Output every entry exactly as written.

==== Records for this task

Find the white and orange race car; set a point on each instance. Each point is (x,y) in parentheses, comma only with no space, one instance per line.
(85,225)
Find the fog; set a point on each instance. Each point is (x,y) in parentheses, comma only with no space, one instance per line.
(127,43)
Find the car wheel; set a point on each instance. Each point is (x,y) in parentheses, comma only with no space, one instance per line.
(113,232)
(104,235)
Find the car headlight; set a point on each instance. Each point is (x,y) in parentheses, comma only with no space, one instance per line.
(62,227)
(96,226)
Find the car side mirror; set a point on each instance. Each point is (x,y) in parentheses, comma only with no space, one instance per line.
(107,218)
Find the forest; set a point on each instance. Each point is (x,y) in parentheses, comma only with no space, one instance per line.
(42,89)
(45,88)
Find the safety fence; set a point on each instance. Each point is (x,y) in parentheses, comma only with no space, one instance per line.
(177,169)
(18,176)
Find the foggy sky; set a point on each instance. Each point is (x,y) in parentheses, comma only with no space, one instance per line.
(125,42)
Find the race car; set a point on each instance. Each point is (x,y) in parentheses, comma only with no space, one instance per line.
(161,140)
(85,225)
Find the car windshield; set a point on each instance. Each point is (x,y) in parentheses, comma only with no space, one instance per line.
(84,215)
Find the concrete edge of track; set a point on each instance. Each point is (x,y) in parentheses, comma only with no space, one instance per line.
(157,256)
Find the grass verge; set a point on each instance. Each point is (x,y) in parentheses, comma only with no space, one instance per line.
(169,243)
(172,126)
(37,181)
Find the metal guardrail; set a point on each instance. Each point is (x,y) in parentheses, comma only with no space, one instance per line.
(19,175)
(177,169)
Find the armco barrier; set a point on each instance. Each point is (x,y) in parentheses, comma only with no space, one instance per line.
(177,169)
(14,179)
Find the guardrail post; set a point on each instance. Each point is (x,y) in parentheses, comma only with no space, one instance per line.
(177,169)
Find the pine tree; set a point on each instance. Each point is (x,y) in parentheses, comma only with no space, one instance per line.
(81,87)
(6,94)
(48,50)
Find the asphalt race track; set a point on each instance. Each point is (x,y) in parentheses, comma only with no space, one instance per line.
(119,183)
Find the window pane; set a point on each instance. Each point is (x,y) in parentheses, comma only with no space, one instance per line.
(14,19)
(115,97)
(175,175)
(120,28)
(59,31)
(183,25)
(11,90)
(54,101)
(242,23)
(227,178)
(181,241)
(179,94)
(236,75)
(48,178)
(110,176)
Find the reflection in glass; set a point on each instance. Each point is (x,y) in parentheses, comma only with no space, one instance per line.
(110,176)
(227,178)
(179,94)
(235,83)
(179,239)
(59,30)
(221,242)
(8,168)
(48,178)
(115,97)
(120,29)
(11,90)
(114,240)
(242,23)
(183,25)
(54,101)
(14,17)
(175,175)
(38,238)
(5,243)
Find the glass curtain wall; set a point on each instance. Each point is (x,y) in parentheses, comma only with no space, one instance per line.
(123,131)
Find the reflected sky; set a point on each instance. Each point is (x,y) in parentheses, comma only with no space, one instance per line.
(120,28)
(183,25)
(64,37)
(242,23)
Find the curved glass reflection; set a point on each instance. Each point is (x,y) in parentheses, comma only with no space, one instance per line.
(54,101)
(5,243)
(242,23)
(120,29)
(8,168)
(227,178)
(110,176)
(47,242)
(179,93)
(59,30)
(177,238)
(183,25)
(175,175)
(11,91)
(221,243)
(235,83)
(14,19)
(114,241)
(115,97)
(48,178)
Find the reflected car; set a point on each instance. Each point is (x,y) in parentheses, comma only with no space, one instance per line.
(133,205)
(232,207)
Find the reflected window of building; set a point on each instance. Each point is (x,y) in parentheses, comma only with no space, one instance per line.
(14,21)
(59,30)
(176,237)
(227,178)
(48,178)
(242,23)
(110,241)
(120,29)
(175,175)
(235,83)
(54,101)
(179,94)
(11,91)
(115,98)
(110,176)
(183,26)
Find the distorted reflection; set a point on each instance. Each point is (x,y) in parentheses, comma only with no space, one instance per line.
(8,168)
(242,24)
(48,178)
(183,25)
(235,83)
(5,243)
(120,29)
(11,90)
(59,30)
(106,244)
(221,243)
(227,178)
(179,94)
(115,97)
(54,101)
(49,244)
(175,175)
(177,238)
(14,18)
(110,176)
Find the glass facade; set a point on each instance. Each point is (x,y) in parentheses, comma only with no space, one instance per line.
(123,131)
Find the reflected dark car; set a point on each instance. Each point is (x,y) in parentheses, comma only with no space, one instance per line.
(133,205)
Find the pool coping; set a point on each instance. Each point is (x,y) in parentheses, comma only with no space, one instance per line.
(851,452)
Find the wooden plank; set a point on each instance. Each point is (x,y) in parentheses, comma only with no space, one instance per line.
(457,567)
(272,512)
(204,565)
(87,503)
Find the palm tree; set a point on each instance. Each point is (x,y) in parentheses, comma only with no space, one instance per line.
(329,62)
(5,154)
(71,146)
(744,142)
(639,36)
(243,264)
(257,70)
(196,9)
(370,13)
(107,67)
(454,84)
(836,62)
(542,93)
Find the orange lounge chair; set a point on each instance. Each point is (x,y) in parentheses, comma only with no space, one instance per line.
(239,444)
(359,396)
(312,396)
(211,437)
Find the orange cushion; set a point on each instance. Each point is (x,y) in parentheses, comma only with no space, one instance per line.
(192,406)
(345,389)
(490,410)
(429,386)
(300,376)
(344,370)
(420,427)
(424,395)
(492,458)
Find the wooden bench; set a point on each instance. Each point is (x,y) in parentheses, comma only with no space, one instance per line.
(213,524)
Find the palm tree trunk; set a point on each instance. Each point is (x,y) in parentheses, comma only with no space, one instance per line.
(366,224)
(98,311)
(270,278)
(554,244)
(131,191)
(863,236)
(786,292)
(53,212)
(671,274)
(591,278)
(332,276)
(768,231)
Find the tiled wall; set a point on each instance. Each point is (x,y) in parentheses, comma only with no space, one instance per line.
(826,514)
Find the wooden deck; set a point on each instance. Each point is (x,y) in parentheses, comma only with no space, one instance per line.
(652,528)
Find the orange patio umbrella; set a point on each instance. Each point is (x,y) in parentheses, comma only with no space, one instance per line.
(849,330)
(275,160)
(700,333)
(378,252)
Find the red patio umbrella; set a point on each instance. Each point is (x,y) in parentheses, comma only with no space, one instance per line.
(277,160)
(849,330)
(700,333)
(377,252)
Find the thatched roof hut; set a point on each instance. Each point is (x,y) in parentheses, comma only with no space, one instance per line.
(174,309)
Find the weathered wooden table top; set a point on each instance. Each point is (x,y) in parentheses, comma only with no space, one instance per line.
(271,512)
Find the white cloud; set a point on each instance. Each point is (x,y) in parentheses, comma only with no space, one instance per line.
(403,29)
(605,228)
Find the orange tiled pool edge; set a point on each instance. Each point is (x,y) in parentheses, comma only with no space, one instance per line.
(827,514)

========

*Reply to the exercise*
Find the white and orange race car; set a point on each instance. Each point is (x,y) in parentheses, comma only with no space, one instance per line.
(85,225)
Find the fog; set a point on each instance. Each point is (x,y) in parentheses, comma only with no space, one instance per line.
(127,43)
Find the car wheel; set a point on each instance. Each point is (x,y) in parentheses, comma only with no space, one instance per line.
(113,232)
(104,235)
Find the car headlight; set a point on each instance. Each point is (x,y) in parentheses, comma only with no space, one instance per line.
(62,227)
(96,226)
Find the car side mirror; set a point on each instance. Each point is (x,y) in parentheses, comma only with no space, one instance per line.
(107,218)
Find the forest; set a point on each instance. Each point is (x,y) in parentheses, comma only with no space, one instance per line.
(42,89)
(45,88)
Find the safety fence; set a point on each instance. Each point is (x,y) in parentheses, comma only with no space, one instance per line.
(177,169)
(18,176)
Find the foggy sky; set a point on each instance. Each point is (x,y) in parentheses, comma only with no space, one instance per line.
(125,42)
Find the race car; set a point on each instance. Each point is (x,y) in parentheses, comma only with no space, one instance per line.
(161,140)
(85,225)
Find the car windshield; set a point on each instance. Each point is (x,y) in parentheses, comma only with no space, one instance per line.
(84,215)
Find the concrete edge of track; set a point on each instance. Each point is (x,y) in parentheses, comma only with no space, one instance per line.
(157,256)
Find the grass verge; set a point on each instance. Each point is (x,y) in parentheses, comma only with no space, one instance per line.
(169,243)
(172,126)
(37,181)
Find the metal guardrail; set a point on each instance. Each point is (x,y) in parentheses, comma only with no space, one instance per line.
(19,175)
(177,169)
Find the armco barrier; set a point on each instance. Each point is (x,y) in parentheses, comma only with no space, one instance per line.
(177,169)
(14,179)
Find the guardrail post; set a point on each instance. Each point is (x,y) in parentheses, comma only with no space, one instance per line.
(177,169)
Find the pine tree; set a point on each instance. Each point is (x,y) in parentheses, comma only with no space, one instance per line.
(81,87)
(6,94)
(48,50)
Find the asphalt race track; set a point on each instance. Each point is (x,y) in parentheses, comma only with no space, one instance per line.
(119,183)
Find the window pane; set a point on each instance. Each point is (x,y) in parentheses, comma only with no space, one instance per line.
(14,19)
(115,97)
(175,175)
(120,28)
(59,31)
(183,25)
(11,90)
(54,101)
(242,23)
(227,178)
(181,241)
(179,94)
(236,75)
(48,178)
(110,176)
Find the reflection in glass; set a point on each instance. Each point is (x,y) in parentheses, comma only with no space, one instance per line.
(110,176)
(227,178)
(179,94)
(235,83)
(179,239)
(59,30)
(221,242)
(8,168)
(48,178)
(115,97)
(120,29)
(11,90)
(114,240)
(242,23)
(183,25)
(54,101)
(14,17)
(175,175)
(38,238)
(5,243)
Find the glass curtain wall; set a point on each instance. Each point is (x,y) in parentheses, comma only with no space, one instance per line.
(123,131)
Find the reflected sky; set a point on each instance. Each point is (x,y) in parentheses, comma only with no space, one instance per line.
(120,28)
(183,25)
(64,37)
(242,23)
Find the curved glass reflection; set a point on each instance. Each point is (x,y) in parentheses, comma only with no space, one instance per line.
(54,101)
(5,243)
(242,23)
(120,29)
(8,168)
(227,178)
(110,176)
(47,242)
(179,93)
(59,30)
(177,238)
(183,25)
(175,175)
(11,91)
(221,243)
(235,83)
(14,19)
(114,241)
(115,97)
(48,178)
Find the reflected car; set a point on each instance. Each point is (x,y) in parentheses, comma only with no space, one instance per line.
(133,205)
(232,207)
Find the reflected window of building; set a point on each instance. Each point is (x,y) in parentheses, comma only with no space, one instance per line.
(14,21)
(59,30)
(176,237)
(227,178)
(48,178)
(242,23)
(110,241)
(120,29)
(175,175)
(235,83)
(54,101)
(179,94)
(11,91)
(115,98)
(110,176)
(183,26)
Find the distorted reflection; set a point on each instance. Each point is (x,y) in parentheses, comma only with no space, one instance per line.
(8,168)
(242,24)
(48,178)
(183,25)
(235,83)
(5,243)
(120,29)
(11,90)
(59,30)
(106,244)
(221,243)
(227,178)
(179,94)
(115,97)
(54,101)
(49,244)
(175,175)
(177,238)
(14,18)
(110,176)
Find the glass facade; set a point on each instance. Each point is (x,y) in parentheses, comma only with no space, one instance per line.
(123,131)
Find the reflected dark car; set a point on each instance. Each point is (x,y) in parentheses, comma only with no space, one instance per line.
(133,205)
Find the pool coping; set a point on each instance. Each point is (x,y) in parentheses, comma only with no space, one instance per line.
(851,452)
Find the wooden plank; set a point on each instance. Each point is (x,y) in parentheses, comma only with no space, one instance per line.
(457,567)
(272,512)
(204,565)
(87,503)
Find the palm tree; set a point on each instance. Each point is (x,y) in parentheses, comma only with no space, one instance per line.
(329,62)
(5,154)
(71,146)
(744,142)
(639,36)
(243,264)
(257,70)
(196,9)
(370,13)
(107,67)
(454,84)
(836,62)
(542,93)
Find the orange lounge chair; set a point on each instance. Each point is (x,y) in parentheses, comma only with no space, one instance per line.
(239,444)
(359,396)
(312,396)
(211,437)
Find the orange cushion; set a point on each instance. Each point is (x,y) in parentheses, comma only with no space, one instance per line.
(192,406)
(345,389)
(490,410)
(429,386)
(300,376)
(344,370)
(420,427)
(424,395)
(492,458)
Find the wooden bench; set a point on each instance. Each point is (x,y) in parentheses, comma only with no space, one instance per line.
(213,524)
Find the palm tree trunk; set a point on each instance. Each point is (x,y) in parentheses, comma only with no space, one instance per line.
(366,224)
(98,311)
(270,278)
(554,244)
(131,191)
(863,236)
(786,292)
(53,212)
(671,274)
(591,278)
(332,276)
(768,231)
Find the tiled wall; set a point on each instance. Each point is (x,y) in parentheses, comma only with no space, one instance per line.
(826,514)
Find the wooden deck; set a point on each instance. Each point is (x,y) in parentheses, comma only with no space, one instance per line.
(652,528)
Find the orange patio umbrella; set a point on each instance. Each point is (x,y) in parentheses, comma only with no space, one instance per line.
(849,330)
(275,160)
(700,333)
(378,252)
Find the red patio umbrella; set a point on each instance. Each point is (x,y) in parentheses, comma only with no space, one instance per line.
(277,160)
(849,330)
(700,333)
(377,252)
Find the thatched roof hut; set a point on each instance. Each point is (x,y) in parentheses, comma only with no space, one instance per line.
(174,309)
Find the weathered wooden table top; set a point on each instance. Each point is (x,y) in parentheses, comma only with no space, one instance per line.
(271,512)
Find the white cloud; set a point on each instance. Each point is (x,y) in parentheses, comma only with no space, one instance per line.
(403,29)
(605,228)
Find the orange tiled pool edge; set a point on each instance. Each point is (x,y) in parentheses, comma only with no space, one instance per line.
(827,514)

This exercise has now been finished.